# [MATERIAL PROVIDED]
===

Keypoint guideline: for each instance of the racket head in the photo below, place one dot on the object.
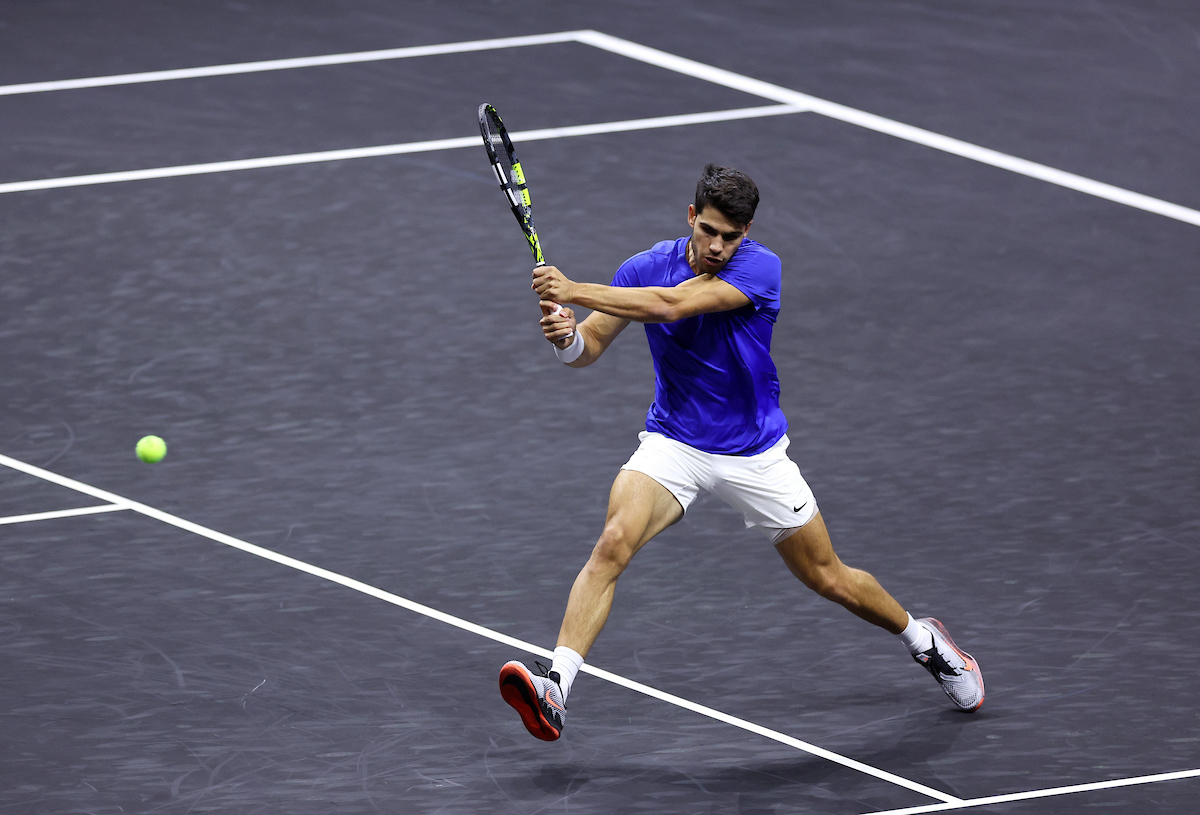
(509, 173)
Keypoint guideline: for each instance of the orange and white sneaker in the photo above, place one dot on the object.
(537, 697)
(954, 669)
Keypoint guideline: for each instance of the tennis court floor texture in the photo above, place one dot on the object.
(268, 232)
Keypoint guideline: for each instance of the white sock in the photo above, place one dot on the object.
(568, 664)
(916, 636)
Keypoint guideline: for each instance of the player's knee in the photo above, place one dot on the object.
(613, 551)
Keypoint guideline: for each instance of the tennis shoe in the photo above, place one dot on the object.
(954, 669)
(537, 697)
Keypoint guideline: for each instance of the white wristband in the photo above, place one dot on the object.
(574, 351)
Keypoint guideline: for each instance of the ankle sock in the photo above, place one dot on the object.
(567, 664)
(916, 636)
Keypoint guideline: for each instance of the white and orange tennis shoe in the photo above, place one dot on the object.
(954, 669)
(538, 699)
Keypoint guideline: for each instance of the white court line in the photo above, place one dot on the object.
(285, 64)
(61, 513)
(899, 130)
(400, 149)
(651, 57)
(449, 619)
(1042, 793)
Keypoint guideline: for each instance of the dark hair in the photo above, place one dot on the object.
(730, 191)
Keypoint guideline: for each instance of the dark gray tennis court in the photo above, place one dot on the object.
(991, 382)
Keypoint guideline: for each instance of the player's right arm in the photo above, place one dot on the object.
(598, 331)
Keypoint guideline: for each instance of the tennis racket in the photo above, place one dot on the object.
(511, 178)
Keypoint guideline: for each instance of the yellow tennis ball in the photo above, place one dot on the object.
(151, 449)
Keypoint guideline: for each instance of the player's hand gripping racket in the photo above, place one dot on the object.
(511, 178)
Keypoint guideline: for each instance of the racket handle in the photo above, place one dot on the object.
(558, 310)
(557, 307)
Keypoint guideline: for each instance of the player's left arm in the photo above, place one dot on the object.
(703, 294)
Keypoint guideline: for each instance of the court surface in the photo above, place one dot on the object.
(381, 483)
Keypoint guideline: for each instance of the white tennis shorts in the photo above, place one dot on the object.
(766, 487)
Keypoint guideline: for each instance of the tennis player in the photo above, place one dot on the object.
(709, 301)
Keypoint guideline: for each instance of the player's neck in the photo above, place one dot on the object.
(691, 258)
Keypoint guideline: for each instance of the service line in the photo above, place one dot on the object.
(450, 619)
(400, 149)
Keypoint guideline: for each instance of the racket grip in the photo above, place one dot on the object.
(558, 310)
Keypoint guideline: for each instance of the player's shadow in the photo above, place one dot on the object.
(751, 787)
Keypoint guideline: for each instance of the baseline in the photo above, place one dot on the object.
(63, 513)
(1043, 793)
(400, 149)
(450, 619)
(679, 65)
(286, 64)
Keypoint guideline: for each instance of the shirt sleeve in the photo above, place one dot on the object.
(755, 271)
(630, 275)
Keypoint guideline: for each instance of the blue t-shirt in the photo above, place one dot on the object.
(715, 387)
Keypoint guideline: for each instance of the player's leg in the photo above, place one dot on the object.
(639, 509)
(809, 553)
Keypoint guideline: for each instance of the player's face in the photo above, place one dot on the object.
(714, 239)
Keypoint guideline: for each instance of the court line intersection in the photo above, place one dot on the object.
(625, 48)
(457, 622)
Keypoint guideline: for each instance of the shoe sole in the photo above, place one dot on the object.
(516, 688)
(967, 658)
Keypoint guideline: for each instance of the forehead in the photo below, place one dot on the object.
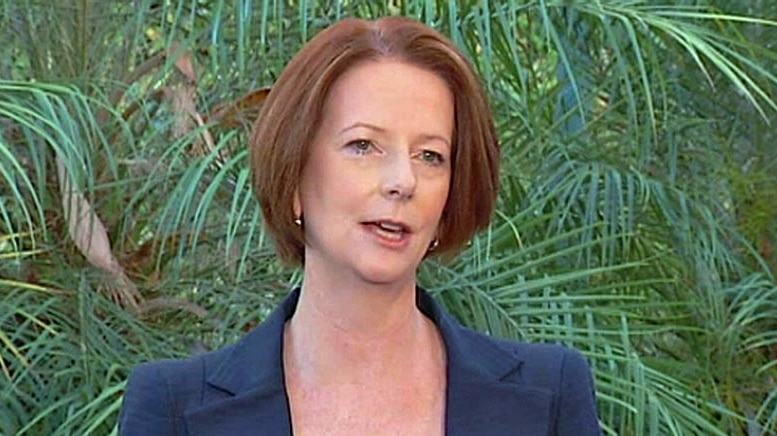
(392, 94)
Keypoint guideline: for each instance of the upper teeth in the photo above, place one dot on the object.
(391, 227)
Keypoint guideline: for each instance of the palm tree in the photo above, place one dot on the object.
(634, 223)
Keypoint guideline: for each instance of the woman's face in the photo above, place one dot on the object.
(377, 178)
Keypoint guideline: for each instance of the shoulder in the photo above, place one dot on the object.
(559, 370)
(158, 393)
(543, 365)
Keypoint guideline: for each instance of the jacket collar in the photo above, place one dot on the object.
(485, 393)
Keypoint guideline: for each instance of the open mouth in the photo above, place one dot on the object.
(389, 230)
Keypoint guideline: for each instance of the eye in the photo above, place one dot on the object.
(432, 157)
(360, 146)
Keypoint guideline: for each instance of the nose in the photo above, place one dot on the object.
(399, 178)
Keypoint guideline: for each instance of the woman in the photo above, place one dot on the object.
(375, 149)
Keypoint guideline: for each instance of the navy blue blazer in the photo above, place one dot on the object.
(495, 387)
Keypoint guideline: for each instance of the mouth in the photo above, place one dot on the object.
(391, 230)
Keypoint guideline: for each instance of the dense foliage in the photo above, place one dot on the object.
(636, 219)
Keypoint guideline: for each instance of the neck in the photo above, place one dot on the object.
(342, 333)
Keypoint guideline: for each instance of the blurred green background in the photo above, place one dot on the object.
(636, 219)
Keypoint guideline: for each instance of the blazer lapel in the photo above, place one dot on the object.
(246, 390)
(486, 395)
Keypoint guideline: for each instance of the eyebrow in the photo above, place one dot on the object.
(425, 137)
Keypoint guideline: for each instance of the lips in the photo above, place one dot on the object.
(388, 230)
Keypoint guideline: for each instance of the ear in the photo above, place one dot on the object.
(296, 204)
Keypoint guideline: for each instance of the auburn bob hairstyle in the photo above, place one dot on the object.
(292, 113)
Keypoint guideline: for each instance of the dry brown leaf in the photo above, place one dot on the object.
(241, 112)
(182, 99)
(183, 61)
(88, 233)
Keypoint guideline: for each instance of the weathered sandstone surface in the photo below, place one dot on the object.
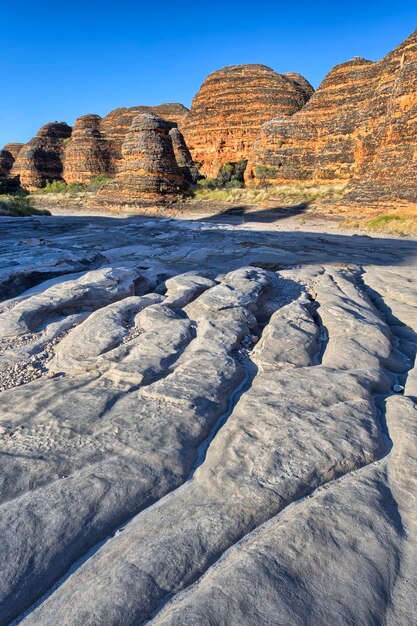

===

# [WRITTEN INSTRUCTION]
Rewrite all the items above as a numbered list, one line per entry, with blank lines and the pictures left out.

# [CORRECT ANSWER]
1. Keypoint guideline: for each instance of the racket head in the photo below, place one dot on the object.
2. (509, 173)
3. Keypoint guideline: for each instance of the orange and white sneaker in the photo above, place one dot on the object.
4. (537, 697)
5. (954, 669)
6. Keypoint guideline: for each instance of the tennis court floor texture in the photo above, place one dot on the object.
7. (268, 232)
8. Keypoint guideline: for each instance of the white sock in the photo above, place one dot on the object.
9. (568, 664)
10. (916, 636)
11. Keypoint guideline: for each instance of the player's knee in the photo above, place one dot on the object.
12. (613, 551)
13. Keypoint guideline: for each instance of the tennis shoe in the photo above, place one dot on the object.
14. (954, 669)
15. (537, 697)
16. Keypoint guideline: for each instance of the white wristband in the photo above, place one dot on the object.
17. (574, 351)
18. Keypoint guideline: for each instance of the ankle sock in the photo above, place one dot on the object.
19. (567, 664)
20. (916, 636)
21. Keypoint guideline: for each instance of the white and orange tennis shoe in the photo above, place one dot on the object.
22. (954, 669)
23. (538, 699)
24. Keypoint guideline: for each instance of the white court line in the photo above, place one dot on the object.
25. (285, 64)
26. (61, 513)
27. (899, 130)
28. (400, 149)
29. (651, 57)
30. (449, 619)
31. (1042, 793)
32. Keypoint guideline: for each instance of the dark hair in the photo above, place one dot on the object.
33. (730, 191)
34. Keypoint guideline: for each instance of the dark gray tennis court in the photo above, place one dot on the object.
35. (991, 382)
36. Keypoint guideline: for each instance of the player's right arm in the photo above, place one dot on the object.
37. (598, 331)
38. Keypoint guideline: for each instance of the tennis racket in the photo above, place one dot on the object.
39. (511, 178)
40. Keypoint guideline: for each instance of the yellow tennis ball in the photo above, place one dot on the object.
41. (151, 449)
42. Keypoint guideline: for each instance of the player's hand gripping racket in the photo above, place one dot on the object.
43. (511, 178)
44. Keypoint guideline: for each instance of the racket handle in the photo above, place one dot on the object.
45. (558, 310)
46. (557, 307)
47. Keypoint guideline: for each instance of the player's left arm in the photo above, place one dot on the object.
48. (703, 294)
49. Keypoint guideline: for each instance of the court surface in the photo above, place one dot on the object.
50. (381, 483)
51. Keypoint guideline: for each instance of the white tennis shorts in the photo above, place one dot on the object.
52. (766, 487)
53. Keypoint guideline: for each instance of the tennis player in the photo above, place one dot on the object.
54. (709, 301)
55. Keypoint guideline: for each instance of the player's neck in the photo above, place one dot on the object.
56. (691, 258)
57. Keypoint guideline: for each instance of the service line in the photo above, place one dot on the object.
58. (450, 619)
59. (400, 149)
60. Keypoint guideline: for each instance of the racket grip in the photo above, place one dot on the object.
61. (558, 310)
62. Keypoint guideline: for each instance of the player's shadow in the photo above, place one dot on the object.
63. (751, 787)
64. Keypoint guideline: for each instance of the baseline in the photo above, place one dot on the object.
65. (63, 513)
66. (1043, 793)
67. (400, 149)
68. (450, 619)
69. (679, 65)
70. (286, 64)
71. Keypoint guideline: for each instance of the shirt sleeve in the photo above, place one dot on the object.
72. (755, 271)
73. (630, 275)
74. Keypoint guideline: for each instance of the blue t-shirt in the photo above, place one dot on the object.
75. (715, 387)
76. Keypoint guideline: for each instance of the player's leg in the photo above, place one dot on the object.
77. (639, 509)
78. (809, 553)
79. Keypoint guideline: for each instance of the player's face in the photo above, place one dot on the object.
80. (714, 239)
81. Keypoint guideline: for each instance of the court line intersection in the photo above, place one dot on the object.
82. (625, 48)
83. (457, 622)
84. Keypoint guideline: for each instance of the shoe sole in the photo above, place one dot on the object.
85. (516, 688)
86. (967, 658)
87. Keypoint guideline: for each instance of the forehead in the photo below, place one dot on the object.
88. (392, 94)
89. Keypoint guideline: for each instance of the upper teeth in the photo above, place one dot on the object.
90. (391, 227)
91. Keypoint guideline: for each instance of the palm tree in the photo above, place one dot on the object.
92. (634, 223)
93. Keypoint guideline: for each instance of the woman's face in the photo above, place one dot on the object.
94. (377, 178)
95. Keypoint guideline: for each instance of the shoulder in the photo above, place one dot on the object.
96. (559, 370)
97. (158, 393)
98. (543, 365)
99. Keypoint guideline: for each instance of the jacket collar in the photo above, place one dot on the object.
100. (485, 393)
101. Keypoint guideline: for each instance of the open mouth in the photo above, place one dot on the object.
102. (389, 230)
103. Keypoint guideline: for each instance of the eye in the photo above, place one dot on the object.
104. (432, 157)
105. (360, 146)
106. Keypoint guideline: for each instance of the nose in the photo above, place one dot on the object.
107. (399, 178)
108. Keypoint guideline: for each instance of the woman in the photo above, place one dot on the object.
109. (375, 149)
110. Keypoint guideline: for each instance of the navy blue blazer in the photo above, place one dot on the object.
111. (495, 387)
112. Keypoint guideline: for each instance of the mouth in the photo above, place one dot on the object.
113. (391, 230)
114. Keypoint guideline: for each instance of the dense foliage in the photo above, place one dot on the object.
115. (636, 219)
116. Keypoint guideline: for each instance of the neck in the photo above, place one dot on the object.
117. (342, 333)
118. Keypoint guideline: for each instance of the blurred green background in the photo above, place one dot on the object.
119. (636, 219)
120. Keypoint guideline: for each instance of the blazer lapel in the photo above, place one dot on the object.
121. (246, 390)
122. (486, 395)
123. Keypoint guideline: for each instance of the eyebrow in the photo above, place one dot on the object.
124. (425, 137)
125. Keypoint guideline: for each instance of the lips in the photo above, place one dot on the object.
126. (388, 230)
127. Keypoint guideline: for each instance of the ear in the photo above, place one dot on the object.
128. (296, 204)
129. Keypoint guideline: for each instance of the auburn bob hairstyle in the photo above, place one dot on the object.
130. (292, 113)
131. Keypoint guideline: for each instance of the dry brown leaf in the photo above, place one dot on the object.
132. (241, 112)
133. (182, 99)
134. (183, 61)
135. (88, 233)
136. Keypoint guideline: for each instance of the weathered sandstone surface in the photo below, place one dot on the object.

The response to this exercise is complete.